»»

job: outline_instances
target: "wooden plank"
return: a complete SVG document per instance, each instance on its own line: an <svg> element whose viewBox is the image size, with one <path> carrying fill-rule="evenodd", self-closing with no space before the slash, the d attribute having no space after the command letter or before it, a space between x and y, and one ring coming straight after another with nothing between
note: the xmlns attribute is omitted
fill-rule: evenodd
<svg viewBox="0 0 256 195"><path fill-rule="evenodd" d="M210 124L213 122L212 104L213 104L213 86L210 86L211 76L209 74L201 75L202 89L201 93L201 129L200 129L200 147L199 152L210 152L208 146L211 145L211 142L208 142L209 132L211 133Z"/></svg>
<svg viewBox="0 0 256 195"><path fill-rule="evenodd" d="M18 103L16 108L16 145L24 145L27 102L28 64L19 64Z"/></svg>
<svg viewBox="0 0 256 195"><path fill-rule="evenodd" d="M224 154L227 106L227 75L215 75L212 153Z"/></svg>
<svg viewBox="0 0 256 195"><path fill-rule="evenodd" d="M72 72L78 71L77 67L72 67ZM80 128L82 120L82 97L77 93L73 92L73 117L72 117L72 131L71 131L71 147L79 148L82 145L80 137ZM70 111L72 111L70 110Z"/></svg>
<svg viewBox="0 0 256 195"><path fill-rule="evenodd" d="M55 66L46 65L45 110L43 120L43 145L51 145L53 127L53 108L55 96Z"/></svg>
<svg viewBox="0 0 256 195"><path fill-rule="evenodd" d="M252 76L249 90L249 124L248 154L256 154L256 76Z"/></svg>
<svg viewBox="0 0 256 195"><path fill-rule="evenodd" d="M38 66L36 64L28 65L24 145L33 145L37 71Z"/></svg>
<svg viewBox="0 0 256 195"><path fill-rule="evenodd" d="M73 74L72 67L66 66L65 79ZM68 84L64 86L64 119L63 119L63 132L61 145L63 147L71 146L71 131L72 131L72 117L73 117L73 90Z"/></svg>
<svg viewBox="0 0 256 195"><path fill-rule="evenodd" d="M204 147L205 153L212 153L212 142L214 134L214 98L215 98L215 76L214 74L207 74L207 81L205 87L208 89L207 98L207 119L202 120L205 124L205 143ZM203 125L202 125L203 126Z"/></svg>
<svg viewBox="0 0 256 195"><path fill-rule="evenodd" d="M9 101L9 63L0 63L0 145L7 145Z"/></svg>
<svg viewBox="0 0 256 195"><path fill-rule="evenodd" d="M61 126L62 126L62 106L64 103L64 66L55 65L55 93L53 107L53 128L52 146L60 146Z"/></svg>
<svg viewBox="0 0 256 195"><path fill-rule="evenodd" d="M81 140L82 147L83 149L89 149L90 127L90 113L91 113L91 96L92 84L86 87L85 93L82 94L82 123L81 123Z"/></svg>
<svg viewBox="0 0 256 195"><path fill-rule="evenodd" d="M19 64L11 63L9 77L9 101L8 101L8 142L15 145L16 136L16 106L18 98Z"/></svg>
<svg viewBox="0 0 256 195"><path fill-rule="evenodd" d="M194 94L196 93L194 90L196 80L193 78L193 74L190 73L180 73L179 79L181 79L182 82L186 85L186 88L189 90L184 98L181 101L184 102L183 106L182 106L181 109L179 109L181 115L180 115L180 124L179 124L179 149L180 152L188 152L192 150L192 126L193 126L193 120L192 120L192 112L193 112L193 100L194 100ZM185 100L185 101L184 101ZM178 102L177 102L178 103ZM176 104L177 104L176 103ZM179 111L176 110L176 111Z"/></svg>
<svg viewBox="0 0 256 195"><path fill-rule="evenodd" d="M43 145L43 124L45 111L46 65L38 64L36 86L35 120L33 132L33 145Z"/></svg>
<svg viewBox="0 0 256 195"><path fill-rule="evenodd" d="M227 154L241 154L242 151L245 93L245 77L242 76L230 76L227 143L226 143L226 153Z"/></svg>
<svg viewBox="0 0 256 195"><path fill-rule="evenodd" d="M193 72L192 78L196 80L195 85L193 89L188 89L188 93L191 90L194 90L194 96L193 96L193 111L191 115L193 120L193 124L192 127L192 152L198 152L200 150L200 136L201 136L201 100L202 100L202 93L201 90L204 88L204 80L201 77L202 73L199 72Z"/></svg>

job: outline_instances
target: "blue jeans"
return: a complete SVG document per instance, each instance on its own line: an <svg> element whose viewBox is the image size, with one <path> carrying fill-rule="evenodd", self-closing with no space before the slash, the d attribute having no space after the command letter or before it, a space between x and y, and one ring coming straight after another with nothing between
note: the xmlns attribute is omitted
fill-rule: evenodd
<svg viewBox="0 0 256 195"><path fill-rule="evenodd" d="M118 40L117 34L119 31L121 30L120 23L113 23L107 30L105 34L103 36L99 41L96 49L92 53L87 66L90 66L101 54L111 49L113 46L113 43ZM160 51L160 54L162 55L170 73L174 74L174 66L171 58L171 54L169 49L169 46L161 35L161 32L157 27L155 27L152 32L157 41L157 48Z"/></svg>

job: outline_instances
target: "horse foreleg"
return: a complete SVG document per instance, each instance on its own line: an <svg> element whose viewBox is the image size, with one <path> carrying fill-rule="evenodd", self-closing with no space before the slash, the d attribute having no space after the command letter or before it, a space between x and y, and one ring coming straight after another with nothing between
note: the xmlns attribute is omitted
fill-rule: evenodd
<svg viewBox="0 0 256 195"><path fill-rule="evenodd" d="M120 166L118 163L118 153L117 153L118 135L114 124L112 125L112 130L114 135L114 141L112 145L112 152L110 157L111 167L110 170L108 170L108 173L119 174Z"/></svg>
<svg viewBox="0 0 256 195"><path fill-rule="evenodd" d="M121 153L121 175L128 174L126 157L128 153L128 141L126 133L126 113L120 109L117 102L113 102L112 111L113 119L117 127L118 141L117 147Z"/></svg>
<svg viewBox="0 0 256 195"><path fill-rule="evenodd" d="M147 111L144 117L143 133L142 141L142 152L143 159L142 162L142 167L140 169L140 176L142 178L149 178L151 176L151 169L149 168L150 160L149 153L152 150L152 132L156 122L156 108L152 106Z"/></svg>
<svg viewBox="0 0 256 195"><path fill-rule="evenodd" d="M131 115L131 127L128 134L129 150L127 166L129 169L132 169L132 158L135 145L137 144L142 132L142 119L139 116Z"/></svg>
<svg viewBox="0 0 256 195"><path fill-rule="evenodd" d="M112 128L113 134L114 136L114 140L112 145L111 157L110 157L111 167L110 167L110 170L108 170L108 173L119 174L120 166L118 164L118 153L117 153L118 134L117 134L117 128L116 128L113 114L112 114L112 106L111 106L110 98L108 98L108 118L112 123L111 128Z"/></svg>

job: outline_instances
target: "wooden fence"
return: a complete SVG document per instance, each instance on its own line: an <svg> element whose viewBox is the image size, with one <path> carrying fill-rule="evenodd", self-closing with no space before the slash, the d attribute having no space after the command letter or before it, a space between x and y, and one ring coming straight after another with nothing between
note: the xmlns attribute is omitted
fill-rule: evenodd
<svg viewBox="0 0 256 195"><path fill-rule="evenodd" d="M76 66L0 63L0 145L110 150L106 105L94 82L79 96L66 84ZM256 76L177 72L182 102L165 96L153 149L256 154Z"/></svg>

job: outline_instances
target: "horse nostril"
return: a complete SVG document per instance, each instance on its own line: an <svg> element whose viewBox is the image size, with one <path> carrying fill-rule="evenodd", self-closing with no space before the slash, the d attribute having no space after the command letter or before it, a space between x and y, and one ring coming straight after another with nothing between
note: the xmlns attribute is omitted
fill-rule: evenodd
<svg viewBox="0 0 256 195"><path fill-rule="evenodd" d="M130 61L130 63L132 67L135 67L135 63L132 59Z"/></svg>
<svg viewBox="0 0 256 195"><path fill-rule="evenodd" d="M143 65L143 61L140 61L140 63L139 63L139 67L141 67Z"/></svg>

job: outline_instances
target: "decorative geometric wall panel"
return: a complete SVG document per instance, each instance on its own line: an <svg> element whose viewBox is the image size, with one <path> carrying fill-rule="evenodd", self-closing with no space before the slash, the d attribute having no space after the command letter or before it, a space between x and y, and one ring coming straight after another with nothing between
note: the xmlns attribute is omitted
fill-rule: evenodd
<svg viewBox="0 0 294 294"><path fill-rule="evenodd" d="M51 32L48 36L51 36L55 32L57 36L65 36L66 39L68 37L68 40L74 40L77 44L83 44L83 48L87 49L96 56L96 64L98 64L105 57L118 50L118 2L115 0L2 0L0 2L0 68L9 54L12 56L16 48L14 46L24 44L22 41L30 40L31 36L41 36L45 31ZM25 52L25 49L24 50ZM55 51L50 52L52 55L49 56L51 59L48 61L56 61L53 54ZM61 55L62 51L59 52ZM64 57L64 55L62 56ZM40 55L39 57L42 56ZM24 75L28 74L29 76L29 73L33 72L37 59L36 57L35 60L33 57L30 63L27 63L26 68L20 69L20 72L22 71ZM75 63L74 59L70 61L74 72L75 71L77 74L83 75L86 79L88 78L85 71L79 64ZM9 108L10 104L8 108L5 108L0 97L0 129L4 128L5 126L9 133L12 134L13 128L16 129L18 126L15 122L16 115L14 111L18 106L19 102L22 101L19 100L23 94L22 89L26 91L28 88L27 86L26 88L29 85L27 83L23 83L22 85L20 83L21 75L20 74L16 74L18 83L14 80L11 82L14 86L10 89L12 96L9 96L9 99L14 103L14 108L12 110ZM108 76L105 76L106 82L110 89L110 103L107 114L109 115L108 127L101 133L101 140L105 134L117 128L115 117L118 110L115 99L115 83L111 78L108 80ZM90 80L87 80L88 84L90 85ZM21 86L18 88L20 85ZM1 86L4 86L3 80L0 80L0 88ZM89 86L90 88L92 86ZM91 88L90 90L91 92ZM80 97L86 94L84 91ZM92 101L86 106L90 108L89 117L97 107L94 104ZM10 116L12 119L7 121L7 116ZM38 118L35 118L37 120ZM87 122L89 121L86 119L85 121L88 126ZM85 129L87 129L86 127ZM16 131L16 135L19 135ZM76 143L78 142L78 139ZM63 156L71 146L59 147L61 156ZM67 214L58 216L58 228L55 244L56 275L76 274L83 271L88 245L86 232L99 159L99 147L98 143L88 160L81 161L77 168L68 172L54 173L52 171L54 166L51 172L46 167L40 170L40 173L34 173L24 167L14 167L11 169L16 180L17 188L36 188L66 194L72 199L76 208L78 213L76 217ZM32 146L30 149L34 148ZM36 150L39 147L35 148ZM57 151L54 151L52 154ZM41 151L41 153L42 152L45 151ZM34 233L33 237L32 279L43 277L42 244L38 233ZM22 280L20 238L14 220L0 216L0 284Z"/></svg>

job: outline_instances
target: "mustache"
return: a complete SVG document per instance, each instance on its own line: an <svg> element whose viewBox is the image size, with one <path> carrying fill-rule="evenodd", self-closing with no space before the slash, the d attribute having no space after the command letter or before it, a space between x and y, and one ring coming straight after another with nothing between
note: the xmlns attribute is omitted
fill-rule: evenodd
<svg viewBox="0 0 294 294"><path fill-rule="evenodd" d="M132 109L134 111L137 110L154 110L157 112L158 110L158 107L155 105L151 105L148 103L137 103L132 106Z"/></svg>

««

#### YOUR TASK
Rewrite the records as a two-column CSV with the columns input and output, beginning at the start of the records and stopping after the line that contains "154L227 106L227 75L215". Give one row per record, with its text in input and its answer in output, each as a single quoted field with line breaks changed to spaces.

#### EXERCISE RESPONSE
input,output
"job: outline_instances target: ""wooden plank"" return: a complete SVG document per instance, each instance on its own line: an <svg> element whose viewBox is the image size, with one <path> carrying fill-rule=""evenodd"", self-closing with no space before the slash, the d attribute having no space after the command letter or before it, a space between x and y, and one ring coming straight after another with nothing between note: the xmlns attribute is omitted fill-rule: evenodd","<svg viewBox=""0 0 256 195""><path fill-rule=""evenodd"" d=""M210 124L213 122L212 104L213 104L213 86L210 86L211 76L209 74L201 75L202 89L201 93L201 129L200 129L200 147L199 152L210 152L208 146L211 145L211 142L208 142L209 132L211 133Z""/></svg> <svg viewBox=""0 0 256 195""><path fill-rule=""evenodd"" d=""M18 103L16 108L16 145L24 145L27 102L28 64L19 64Z""/></svg> <svg viewBox=""0 0 256 195""><path fill-rule=""evenodd"" d=""M224 154L227 106L227 75L215 75L212 153Z""/></svg>"